Segment Start: Task material
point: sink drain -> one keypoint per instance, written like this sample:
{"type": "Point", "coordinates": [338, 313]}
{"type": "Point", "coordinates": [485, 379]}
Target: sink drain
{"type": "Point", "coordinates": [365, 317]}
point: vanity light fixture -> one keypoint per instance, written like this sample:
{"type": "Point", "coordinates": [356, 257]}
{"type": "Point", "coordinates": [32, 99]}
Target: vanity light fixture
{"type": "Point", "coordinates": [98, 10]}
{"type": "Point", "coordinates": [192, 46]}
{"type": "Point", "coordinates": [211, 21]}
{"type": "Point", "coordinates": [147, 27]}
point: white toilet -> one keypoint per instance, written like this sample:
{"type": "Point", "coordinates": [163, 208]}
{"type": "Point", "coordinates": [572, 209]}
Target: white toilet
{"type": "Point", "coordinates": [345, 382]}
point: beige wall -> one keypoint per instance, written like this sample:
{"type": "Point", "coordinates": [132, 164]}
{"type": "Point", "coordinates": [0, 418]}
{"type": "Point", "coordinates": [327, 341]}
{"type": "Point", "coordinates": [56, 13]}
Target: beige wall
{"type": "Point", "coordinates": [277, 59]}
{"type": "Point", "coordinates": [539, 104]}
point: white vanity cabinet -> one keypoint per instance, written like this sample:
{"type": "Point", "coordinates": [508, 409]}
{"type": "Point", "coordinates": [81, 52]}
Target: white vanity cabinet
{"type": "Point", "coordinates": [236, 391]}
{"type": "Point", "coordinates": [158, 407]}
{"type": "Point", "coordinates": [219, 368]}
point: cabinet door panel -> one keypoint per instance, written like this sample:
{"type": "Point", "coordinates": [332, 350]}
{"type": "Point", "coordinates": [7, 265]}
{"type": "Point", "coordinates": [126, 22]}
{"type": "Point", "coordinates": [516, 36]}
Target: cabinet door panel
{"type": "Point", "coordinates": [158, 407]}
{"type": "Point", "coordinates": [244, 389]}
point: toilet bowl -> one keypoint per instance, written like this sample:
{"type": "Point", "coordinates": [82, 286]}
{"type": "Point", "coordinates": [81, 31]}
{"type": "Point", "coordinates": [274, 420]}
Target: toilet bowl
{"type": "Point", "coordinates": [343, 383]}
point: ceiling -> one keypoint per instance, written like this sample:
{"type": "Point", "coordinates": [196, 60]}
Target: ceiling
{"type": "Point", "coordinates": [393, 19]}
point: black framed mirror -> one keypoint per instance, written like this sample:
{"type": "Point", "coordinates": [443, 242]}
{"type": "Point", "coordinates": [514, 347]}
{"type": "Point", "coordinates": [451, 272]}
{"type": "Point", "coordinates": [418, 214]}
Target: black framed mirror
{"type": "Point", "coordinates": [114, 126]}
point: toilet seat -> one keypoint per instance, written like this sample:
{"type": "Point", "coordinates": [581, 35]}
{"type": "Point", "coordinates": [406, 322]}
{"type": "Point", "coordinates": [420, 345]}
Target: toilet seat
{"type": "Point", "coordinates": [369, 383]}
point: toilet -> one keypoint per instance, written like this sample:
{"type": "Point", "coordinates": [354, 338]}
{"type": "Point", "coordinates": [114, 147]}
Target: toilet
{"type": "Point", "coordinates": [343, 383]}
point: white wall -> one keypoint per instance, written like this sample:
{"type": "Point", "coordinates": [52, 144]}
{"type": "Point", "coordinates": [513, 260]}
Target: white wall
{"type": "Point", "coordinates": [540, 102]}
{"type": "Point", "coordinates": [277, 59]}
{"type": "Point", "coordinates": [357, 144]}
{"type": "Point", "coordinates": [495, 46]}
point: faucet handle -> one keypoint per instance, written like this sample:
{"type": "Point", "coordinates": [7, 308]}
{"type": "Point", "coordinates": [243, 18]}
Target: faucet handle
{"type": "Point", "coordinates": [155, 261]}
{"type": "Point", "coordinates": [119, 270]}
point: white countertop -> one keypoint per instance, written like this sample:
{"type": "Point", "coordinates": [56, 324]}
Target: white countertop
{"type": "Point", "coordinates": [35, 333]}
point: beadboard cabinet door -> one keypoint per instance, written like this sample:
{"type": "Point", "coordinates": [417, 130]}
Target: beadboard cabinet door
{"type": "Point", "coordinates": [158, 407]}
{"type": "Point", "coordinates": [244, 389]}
Segment End: Task material
What the task asks
Looking back over the data above, restate word for word the lines that begin at the line with "point: toilet seat" and end at the line with "point: beadboard cabinet", inclusive.

Output of the exercise
point: toilet seat -> one keypoint per instance, written like this sample:
{"type": "Point", "coordinates": [581, 35]}
{"type": "Point", "coordinates": [406, 322]}
{"type": "Point", "coordinates": [420, 345]}
Target: toilet seat
{"type": "Point", "coordinates": [369, 383]}
point: toilet -> one keypoint per instance, written like this sample:
{"type": "Point", "coordinates": [354, 338]}
{"type": "Point", "coordinates": [114, 147]}
Target: toilet
{"type": "Point", "coordinates": [343, 383]}
point: white wall -> one keypoint per instance, written like this sample:
{"type": "Point", "coordinates": [52, 144]}
{"type": "Point", "coordinates": [513, 260]}
Target: white wall
{"type": "Point", "coordinates": [540, 102]}
{"type": "Point", "coordinates": [277, 59]}
{"type": "Point", "coordinates": [357, 144]}
{"type": "Point", "coordinates": [495, 46]}
point: faucet handle -> one keypoint per instance, written like this sample:
{"type": "Point", "coordinates": [7, 308]}
{"type": "Point", "coordinates": [243, 18]}
Target: faucet handle
{"type": "Point", "coordinates": [155, 261]}
{"type": "Point", "coordinates": [119, 270]}
point: white countertop -> one keypoint per instance, written like this sample:
{"type": "Point", "coordinates": [56, 324]}
Target: white countertop
{"type": "Point", "coordinates": [35, 333]}
point: beadboard cabinet door -> one keypoint per instance, written like this sample:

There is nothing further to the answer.